SELECTED EXCERPT:
_____
There are two types of encryption currently in use - WEP and WPA.  WPA is the newer one, which some older routers cannot handle.

WEP can be hacked by the average 14 year old geek in less than 10 minutes.

There's even videos to show them how to do it.

Don't use WEP encryption - you might as well have no security at all.

If your modem/router can't do WPA encryption, you may be able to get a firmware update for it.

If you have an unsecured wireless connection, and someone uses it for illegal purposes, then it's you that will be held responsible.


Are you sure, Nick? (silly question?) Can you point us towards the videos?

I cannot remember the details now but I thought that 128bit WEP was the best security setting, or was it the best without becoming too complicated? That was last August, when I went over to wireless.

I'd rather not, because encouraging WEP hacking is sailing too close to the forum rules, but I think that a quick Google would find all you need to know  :)

Of course, this is all correct but, for the vast majority of us there is little to be concerned about.

Like everything else it all depends on the risk of somebody trying to break in. If the risk where you live is high then of course you need the highest level of security - but if the risk is low then extra security doesn't have to be number one on the to do list.
_____
DATA TO USE:
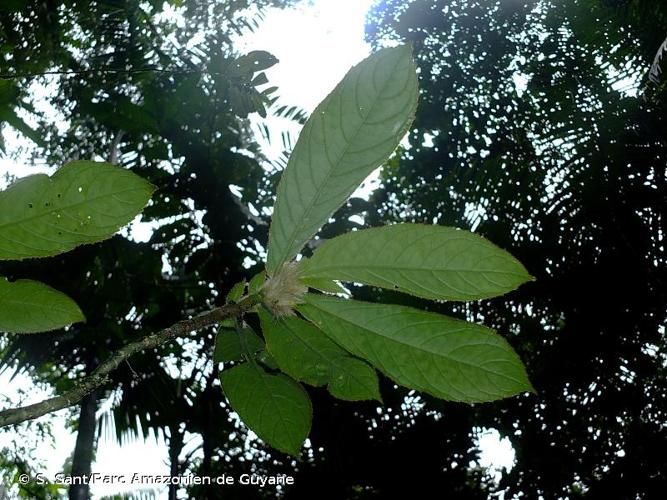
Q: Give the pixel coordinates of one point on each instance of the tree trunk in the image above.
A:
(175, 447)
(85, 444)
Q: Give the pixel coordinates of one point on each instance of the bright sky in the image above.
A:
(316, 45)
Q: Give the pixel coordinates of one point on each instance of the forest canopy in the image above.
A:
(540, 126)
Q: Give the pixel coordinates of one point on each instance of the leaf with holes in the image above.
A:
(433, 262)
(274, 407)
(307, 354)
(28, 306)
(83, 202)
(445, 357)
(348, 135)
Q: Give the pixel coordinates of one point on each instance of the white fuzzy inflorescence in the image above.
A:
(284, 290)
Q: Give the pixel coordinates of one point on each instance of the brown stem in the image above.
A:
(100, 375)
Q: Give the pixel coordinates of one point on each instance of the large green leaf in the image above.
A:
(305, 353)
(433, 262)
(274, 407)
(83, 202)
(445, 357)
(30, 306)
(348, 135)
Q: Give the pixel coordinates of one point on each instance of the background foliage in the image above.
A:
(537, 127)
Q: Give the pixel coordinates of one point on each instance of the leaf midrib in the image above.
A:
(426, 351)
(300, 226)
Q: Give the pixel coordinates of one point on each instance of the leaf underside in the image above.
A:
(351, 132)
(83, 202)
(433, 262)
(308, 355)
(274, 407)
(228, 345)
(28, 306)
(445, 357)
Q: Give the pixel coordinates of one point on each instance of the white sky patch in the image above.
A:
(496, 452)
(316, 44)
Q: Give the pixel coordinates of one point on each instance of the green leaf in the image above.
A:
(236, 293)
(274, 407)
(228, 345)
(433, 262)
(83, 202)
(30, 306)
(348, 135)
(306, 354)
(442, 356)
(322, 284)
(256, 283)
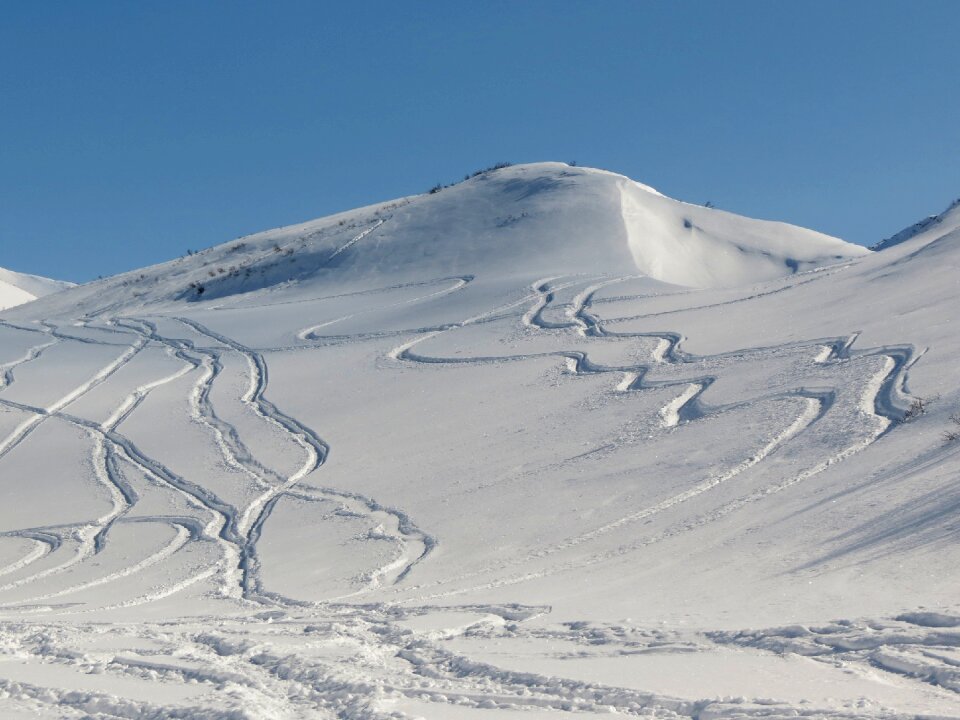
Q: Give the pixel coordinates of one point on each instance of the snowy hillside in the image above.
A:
_____
PROBLEMS AND TASKS:
#1 In the wireless encryption discussion, how long does it take the average 14-year-old geek to hack WEP?
#2 Rewrite the rows from the line containing "large green leaf in the image above." through the end of the rows, swapping "instance" for "occurrence" and keeping everything else the same. Leave the pictures out of your answer.

THE RESPONSES:
#1 Less than 10 minutes.

#2
Q: Give the pixel coordinates of one point on each occurrence of the large green leaf in the image above.
A:
(305, 353)
(433, 262)
(274, 407)
(83, 202)
(445, 357)
(30, 306)
(348, 135)
Q: Give the pixel coordinates of one point on each occurrence of the background foliage in the image above.
A:
(537, 127)
Q: Give the pixel coordinates of one point on each occurrence of the leaf midrib in the image above.
A:
(426, 351)
(300, 226)
Q: Give the pixel coordinates of one point on each occurrence of the leaf underside in the image above.
A:
(351, 132)
(83, 202)
(433, 262)
(308, 355)
(274, 407)
(228, 345)
(28, 306)
(445, 357)
Q: Give the pixel coordinates of one point on each occurrence of the white sky patch in the image above.
A:
(496, 452)
(316, 44)
Q: Give the pixel coordinates of one point on each occurrence of the green leaf in the image above.
A:
(236, 293)
(274, 407)
(228, 345)
(433, 262)
(83, 202)
(30, 306)
(348, 135)
(306, 354)
(442, 356)
(322, 284)
(256, 283)
Q: Give the pixel coordinates of one point on each occurrence of the snowy hillside in the image above.
A:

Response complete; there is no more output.